==== TEXTAUSZUG ====

Gemäß § 18 Abs. 5 BFA-VG hat das Bundesverwaltungsgericht der Beschwerde, der die aufschiebende Wirkung vom Bundesamt aberkannt wurde, binnen einer Woche ab Vorlage der Beschwerde die aufschiebende Wirkung zuzuerkennen, wenn anzunehmen ist, dass eine Zurückweisung, Zurückschiebung oder Abschiebung des Fremden in seinen Herkunftsstaat eine reale Gefahr einer Verletzung von Art. 2 EMRK, Art. 3 EMRK, Art. 8 EMRK oder der Protokolle Nr. 6 oder Nr. 13 zur Konvention bedeuten würde oder für ihn als Zivilperson eine ernsthafte Bedrohung des Lebens oder der Unversehrtheit infolge willkürlicher Gewalt im Rahmen eines internationalen oder innerstaatlichen Konfliktes mit sich bringen würde.

Die Entscheidung über die Zuerkennung der aufschiebenden Wirkung ist nicht als Entscheidung in der Sache selbst zu werten; vielmehr handelt es sich dabei um eine der Sachentscheidung vorgelagerte (einstweilige) Verfügung, die nicht geeignet ist, den Ausgang des Verfahrens vorwegzunehmen. Es ist in diesem Zusammenhang daher lediglich darauf abzustellen, ob es - im Sinne einer Grobprüfung - von vornherein ausgeschlossen erscheint, dass die Angaben der beschwerdeführenden Parteien als "vertretbare Behauptungen" zu qualifizieren sind, die in den Schutzbereich der hier relevanten Bestimmungen der EMRK reichen.

==== BEREITGESTELLTE ANGABEN ====

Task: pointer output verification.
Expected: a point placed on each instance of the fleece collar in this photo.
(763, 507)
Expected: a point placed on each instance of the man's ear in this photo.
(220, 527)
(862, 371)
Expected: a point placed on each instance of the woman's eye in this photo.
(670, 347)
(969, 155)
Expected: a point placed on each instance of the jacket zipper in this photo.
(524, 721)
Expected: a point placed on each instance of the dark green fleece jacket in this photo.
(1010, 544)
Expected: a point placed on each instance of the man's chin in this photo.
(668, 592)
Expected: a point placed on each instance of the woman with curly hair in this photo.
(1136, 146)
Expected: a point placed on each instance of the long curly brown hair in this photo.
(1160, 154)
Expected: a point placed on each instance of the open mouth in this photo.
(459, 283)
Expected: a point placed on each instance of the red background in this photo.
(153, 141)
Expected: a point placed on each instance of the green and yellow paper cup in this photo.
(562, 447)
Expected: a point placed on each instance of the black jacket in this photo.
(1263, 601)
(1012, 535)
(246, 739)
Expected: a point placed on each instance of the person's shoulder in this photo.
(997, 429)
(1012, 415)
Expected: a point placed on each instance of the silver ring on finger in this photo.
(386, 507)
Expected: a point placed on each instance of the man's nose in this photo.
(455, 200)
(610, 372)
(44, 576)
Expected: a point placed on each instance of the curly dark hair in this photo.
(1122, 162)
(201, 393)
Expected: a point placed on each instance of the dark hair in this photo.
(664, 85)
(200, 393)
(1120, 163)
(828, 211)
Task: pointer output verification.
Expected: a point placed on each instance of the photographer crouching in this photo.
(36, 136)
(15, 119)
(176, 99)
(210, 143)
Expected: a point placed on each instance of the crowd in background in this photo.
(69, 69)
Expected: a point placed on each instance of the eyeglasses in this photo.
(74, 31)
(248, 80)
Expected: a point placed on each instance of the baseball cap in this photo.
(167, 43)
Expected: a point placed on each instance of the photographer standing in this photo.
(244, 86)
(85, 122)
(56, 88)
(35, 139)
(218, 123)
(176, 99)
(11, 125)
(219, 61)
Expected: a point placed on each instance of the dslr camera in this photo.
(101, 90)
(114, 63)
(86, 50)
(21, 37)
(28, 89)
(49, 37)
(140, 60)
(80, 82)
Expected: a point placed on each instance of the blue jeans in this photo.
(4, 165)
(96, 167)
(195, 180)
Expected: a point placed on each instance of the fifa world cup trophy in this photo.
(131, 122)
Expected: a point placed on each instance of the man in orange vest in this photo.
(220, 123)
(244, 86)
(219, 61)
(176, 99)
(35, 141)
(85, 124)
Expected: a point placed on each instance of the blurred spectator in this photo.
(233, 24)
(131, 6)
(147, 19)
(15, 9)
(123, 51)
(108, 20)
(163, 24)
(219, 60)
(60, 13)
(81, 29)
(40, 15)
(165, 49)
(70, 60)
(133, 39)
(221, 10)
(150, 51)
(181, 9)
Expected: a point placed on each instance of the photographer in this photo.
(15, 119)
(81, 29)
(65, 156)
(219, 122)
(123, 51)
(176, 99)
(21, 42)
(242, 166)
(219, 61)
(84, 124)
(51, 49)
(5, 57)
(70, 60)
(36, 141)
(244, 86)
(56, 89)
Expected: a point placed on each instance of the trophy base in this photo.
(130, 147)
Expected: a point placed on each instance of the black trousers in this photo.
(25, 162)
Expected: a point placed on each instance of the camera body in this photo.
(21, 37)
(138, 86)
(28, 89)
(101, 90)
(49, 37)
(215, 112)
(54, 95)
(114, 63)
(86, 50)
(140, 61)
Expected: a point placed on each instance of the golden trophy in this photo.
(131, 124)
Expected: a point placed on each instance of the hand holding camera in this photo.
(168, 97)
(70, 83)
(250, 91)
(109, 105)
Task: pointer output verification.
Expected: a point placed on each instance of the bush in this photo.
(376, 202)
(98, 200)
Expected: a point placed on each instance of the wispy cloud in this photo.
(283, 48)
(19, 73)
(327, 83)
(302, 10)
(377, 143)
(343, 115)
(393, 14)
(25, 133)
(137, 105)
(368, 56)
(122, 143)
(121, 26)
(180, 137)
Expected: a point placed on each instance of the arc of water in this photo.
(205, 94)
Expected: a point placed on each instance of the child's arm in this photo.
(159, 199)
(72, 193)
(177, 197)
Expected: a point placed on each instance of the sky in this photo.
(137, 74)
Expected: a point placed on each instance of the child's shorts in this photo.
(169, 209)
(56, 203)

====
==== BEREITGESTELLTE ANGABEN ====

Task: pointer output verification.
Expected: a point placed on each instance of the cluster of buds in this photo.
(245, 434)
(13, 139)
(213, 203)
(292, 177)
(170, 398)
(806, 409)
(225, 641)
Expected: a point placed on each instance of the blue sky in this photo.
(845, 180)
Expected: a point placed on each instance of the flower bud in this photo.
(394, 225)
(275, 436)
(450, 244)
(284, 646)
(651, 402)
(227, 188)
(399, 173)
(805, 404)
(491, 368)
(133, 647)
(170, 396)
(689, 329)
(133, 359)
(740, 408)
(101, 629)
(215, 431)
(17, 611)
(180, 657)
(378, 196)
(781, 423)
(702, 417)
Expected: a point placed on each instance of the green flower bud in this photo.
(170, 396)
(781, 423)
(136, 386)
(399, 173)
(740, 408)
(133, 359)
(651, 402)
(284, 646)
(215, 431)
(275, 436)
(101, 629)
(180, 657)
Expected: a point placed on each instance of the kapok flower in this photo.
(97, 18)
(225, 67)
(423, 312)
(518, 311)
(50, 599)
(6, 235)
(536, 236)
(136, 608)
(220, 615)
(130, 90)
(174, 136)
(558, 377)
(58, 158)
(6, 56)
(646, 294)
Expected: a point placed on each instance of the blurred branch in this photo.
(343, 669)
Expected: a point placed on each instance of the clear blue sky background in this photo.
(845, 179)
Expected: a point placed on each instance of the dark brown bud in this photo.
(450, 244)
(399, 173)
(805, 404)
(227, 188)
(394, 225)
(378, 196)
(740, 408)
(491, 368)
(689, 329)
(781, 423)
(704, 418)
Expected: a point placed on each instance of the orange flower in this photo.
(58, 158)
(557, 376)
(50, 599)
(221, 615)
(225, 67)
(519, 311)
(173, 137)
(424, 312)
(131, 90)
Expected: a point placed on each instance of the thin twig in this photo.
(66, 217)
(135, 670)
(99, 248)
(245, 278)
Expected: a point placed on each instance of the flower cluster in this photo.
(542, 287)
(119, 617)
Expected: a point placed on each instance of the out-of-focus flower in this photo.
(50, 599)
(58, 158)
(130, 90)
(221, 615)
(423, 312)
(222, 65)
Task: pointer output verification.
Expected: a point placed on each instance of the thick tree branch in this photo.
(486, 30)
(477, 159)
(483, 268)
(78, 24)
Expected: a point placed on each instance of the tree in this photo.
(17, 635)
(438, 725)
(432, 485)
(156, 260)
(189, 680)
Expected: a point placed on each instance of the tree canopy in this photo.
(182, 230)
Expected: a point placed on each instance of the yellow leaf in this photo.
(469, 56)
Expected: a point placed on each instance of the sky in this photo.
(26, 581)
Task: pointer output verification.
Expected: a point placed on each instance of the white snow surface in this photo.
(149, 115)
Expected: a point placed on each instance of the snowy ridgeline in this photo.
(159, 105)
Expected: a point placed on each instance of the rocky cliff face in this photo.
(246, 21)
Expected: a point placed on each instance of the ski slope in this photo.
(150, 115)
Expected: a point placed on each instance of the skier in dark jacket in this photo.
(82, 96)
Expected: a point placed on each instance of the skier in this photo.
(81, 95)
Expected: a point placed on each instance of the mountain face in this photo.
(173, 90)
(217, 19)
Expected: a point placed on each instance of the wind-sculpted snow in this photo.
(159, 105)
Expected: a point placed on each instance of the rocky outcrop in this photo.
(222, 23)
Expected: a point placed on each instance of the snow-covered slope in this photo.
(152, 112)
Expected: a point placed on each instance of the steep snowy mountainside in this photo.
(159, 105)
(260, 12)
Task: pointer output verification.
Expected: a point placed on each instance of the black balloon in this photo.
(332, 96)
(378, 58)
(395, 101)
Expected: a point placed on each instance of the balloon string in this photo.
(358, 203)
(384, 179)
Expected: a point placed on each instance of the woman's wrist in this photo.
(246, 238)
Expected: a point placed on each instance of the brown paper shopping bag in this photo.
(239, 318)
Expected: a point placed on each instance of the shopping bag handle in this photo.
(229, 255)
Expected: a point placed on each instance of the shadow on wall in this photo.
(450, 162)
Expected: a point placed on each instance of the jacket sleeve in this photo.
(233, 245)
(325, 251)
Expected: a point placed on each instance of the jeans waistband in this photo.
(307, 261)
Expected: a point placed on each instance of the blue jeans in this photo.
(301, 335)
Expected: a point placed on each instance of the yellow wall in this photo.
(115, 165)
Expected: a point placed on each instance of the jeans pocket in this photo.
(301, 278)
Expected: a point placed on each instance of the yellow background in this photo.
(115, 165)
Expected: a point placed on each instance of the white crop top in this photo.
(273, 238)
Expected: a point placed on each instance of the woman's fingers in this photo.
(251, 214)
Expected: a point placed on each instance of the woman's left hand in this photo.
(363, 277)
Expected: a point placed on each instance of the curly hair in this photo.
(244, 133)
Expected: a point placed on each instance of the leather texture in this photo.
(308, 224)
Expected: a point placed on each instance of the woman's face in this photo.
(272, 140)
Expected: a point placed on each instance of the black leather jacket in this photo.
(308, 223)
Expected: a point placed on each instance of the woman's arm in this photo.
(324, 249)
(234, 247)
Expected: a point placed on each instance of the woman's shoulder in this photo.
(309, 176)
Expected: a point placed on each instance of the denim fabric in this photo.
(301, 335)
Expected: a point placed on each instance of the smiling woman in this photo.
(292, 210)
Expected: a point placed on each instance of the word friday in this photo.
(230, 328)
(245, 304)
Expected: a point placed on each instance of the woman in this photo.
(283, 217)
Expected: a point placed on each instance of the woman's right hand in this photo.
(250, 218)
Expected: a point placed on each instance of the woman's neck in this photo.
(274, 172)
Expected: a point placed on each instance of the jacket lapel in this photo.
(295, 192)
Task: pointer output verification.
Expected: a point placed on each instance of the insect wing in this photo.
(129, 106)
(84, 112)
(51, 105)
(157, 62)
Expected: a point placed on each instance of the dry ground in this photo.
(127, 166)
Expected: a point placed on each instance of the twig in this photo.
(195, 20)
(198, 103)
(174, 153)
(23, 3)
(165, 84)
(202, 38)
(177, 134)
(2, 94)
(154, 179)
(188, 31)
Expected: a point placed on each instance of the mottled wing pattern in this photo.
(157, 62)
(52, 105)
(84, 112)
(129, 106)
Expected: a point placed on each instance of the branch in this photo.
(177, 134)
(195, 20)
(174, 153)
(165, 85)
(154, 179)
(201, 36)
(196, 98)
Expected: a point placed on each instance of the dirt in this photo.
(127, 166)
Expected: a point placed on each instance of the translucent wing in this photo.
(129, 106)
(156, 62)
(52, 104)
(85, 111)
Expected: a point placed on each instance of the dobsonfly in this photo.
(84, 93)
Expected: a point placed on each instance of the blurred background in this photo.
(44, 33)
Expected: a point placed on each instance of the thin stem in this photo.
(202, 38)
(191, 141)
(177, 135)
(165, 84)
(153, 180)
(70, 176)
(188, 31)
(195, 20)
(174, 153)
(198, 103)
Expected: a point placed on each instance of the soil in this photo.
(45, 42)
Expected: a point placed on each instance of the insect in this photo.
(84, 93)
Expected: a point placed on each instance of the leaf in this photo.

====
==== BEREITGESTELLTE ANGABEN ====

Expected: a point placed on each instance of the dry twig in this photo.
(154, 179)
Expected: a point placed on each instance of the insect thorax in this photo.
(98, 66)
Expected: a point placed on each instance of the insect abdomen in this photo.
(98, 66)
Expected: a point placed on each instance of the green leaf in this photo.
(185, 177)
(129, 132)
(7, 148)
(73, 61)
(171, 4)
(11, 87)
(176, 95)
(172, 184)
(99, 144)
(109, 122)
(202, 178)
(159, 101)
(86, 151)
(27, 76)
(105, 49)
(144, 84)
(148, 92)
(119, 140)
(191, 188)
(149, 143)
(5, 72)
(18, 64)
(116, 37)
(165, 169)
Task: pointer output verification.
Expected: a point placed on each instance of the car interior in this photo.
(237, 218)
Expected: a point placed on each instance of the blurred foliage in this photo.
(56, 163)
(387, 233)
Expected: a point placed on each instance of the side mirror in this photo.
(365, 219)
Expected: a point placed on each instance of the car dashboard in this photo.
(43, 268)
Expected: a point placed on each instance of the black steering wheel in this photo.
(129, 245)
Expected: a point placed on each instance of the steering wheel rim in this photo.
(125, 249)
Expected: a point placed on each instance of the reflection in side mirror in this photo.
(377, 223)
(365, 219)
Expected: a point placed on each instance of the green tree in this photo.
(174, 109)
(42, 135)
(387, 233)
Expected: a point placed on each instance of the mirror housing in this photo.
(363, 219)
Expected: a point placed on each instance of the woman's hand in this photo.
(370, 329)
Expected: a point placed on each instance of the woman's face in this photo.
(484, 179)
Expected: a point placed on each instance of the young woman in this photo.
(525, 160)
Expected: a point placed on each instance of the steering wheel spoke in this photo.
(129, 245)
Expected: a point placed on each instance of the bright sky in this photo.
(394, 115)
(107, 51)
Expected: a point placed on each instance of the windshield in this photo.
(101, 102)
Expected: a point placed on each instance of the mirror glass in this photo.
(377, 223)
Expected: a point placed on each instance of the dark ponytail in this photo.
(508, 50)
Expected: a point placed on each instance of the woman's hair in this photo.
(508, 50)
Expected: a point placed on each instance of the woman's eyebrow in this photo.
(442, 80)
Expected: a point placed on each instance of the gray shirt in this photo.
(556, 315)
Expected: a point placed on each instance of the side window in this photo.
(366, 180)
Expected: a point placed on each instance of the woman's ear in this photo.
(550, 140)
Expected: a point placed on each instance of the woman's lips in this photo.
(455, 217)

====

AUFGABENSTELLUNG: Gib den Abschnitt aus dem Textauszug zur aufschiebenden Wirkung wortgetreu wieder, beginnend mit "Die Entscheidung über" und weiter bis einschließlich "der EMRK reichen.". Die Einträge spielen hierfür keine Rolle.

ANTWORT:
Die Entscheidung über die Zuerkennung der aufschiebenden Wirkung ist nicht als Entscheidung in der Sache selbst zu werten; vielmehr handelt es sich dabei um eine der Sachentscheidung vorgelagerte (einstweilige) Verfügung, die nicht geeignet ist, den Ausgang des Verfahrens vorwegzunehmen. Es ist in diesem Zusammenhang daher lediglich darauf abzustellen, ob es - im Sinne einer Grobprüfung - von vornherein ausgeschlossen erscheint, dass die Angaben der beschwerdeführenden Parteien als "vertretbare Behauptungen" zu qualifizieren sind, die in den Schutzbereich der hier relevanten Bestimmungen der EMRK reichen.